What to work on:
A. List every module or package that the OCR fine-tuning notebook imports from or imports directly.
B. Based on the OCR fine-tuning notebook, say whether each statement is correct, and quote the words that decide it: (i) The pretrained model loaded is "microsoft/trocr-base-printed". (ii) Label tokens are padded to a maximum length of 32. (iii) Each image is converted to grayscale before processing.
C. Continue the OCR fine-tuning notebook from its last cell.

Passage:
— BEGIN —
# Train and fine-tune an OCR model

I will be using this guide here: https://colab.research.google.com/github/NielsRogge/Transformers-Tutorials/blob/master/TrOCR/Fine_tune_TrOCR_on_IAM_Handwriting_Database_using_Seq2SeqTrainer.ipynb

How to build my image dataset: https://huggingface.co/docs/datasets/en/image_dataset

In [None]:
from datasets import Dataset
import pandas as pd

images_df = pd.read_csv("images/metadata.csv")
images_ds = Dataset.from_pandas(images_df)
images_df

In [None]:
from transformers import TrOCRProcessor, VisionEncoderDecoderModel

model_name = "microsoft/trocr-base-printed"
processor = TrOCRProcessor.from_pretrained(model_name)
model = VisionEncoderDecoderModel.from_pretrained(model_name)

In [None]:
from PIL import Image
from pathlib import Path
import torch

def create_image_and_process_text(item):
    file_name = item["file_name"]
    text = item["text"]

    file_path = Path("images") / file_name

    image = Image.open(file_path).convert("RGB")
    
    pixel_values = processor(image, return_tensors="pt").pixel_values
    pixel_values = pixel_values.squeeze()

    labels = processor.tokenizer(text, padding="max_length", max_length=16).input_ids
    labels = torch.tensor(labels)

    encoding = { "pixel_values": pixel_values, "labels": labels }
    return encoding

In [None]:
inout_images_ds = images_ds.map(create_image_and_process_text, remove_columns=["file_name", "text"]) 

In [None]:
from operator import itemgetter

train_test_ds = inout_images_ds.train_test_split()
train_dataset, eval_dataset = itemgetter("train", "test")(train_test_ds)
— END —
Given data:
— BEGIN —
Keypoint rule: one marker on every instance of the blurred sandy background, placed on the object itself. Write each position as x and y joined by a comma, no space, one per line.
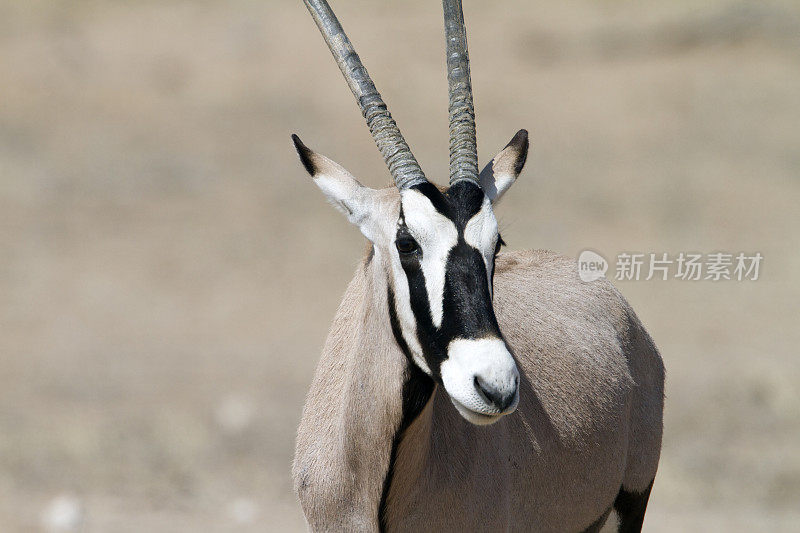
— END —
Exercise responses:
A. datasets, pandas, transformers, PIL, pathlib, torch, operator

B.
(i) Yes: `model_name = "microsoft/trocr-base-printed"`
(ii) No: `padding="max_length", max_length=16`
(iii) No: `image = Image.open(file_path).convert("RGB")`

C.
train_dataset, eval_dataset

In [None]:
model.config.decoder_start_token_id = processor.tokenizer.cls_token_id
model.config.pad_token_id = processor.tokenizer.pad_token_id

model.config.vocab_size = model.config.decoder.vocab_size
model.config.eos_token_id = processor.tokenizer.sep_token_id

# model.config.max_length = 64
# model.config.early_stopping = True
# model.config.no_repeat_ngram_size = 3
# model.config.length_penalty = 2.0
# model.config.num_beams = 4

In [None]:
from transformers import Seq2SeqTrainer, Seq2SeqTrainingArguments

training_args = Seq2SeqTrainingArguments(
    predict_with_generate=True,
    num_train_epochs=10,
    evaluation_strategy="epoch",
    per_device_train_batch_size=1,
    per_device_eval_batch_size=1,
    # fp16=True, 
    output_dir="./",
    # logging_steps=2,
    # save_steps=1000,
    # eval_steps=200,
    report_to="none",
)

In [None]:
from evaluate import load

cer_metric = load("cer")

In [None]:
def compute_metrics(pred):
    labels_ids = pred.label_ids
    pred_ids = pred.predictions
    
    pred_str = processor.batch_decode(pred_ids, skip_special_tokens=True)
    label_str = processor.batch_decode(labels_ids, skip_special_tokens=True)

    print(pred_str, label_str)

    cer = cer_metric.compute(predictions=pred_str, references=label_str)

    return { "character_error_rate": cer }

In [None]:
from transformers import default_data_collator

# instantiate trainer
trainer = Seq2SeqTrainer(
    model=model,
    tokenizer=processor.feature_extractor,
    args=training_args,
    compute_metrics=compute_metrics,
    train_dataset=train_dataset,
    eval_dataset=eval_dataset,
    data_collator=default_data_collator,
)

In [None]:
trainer.train()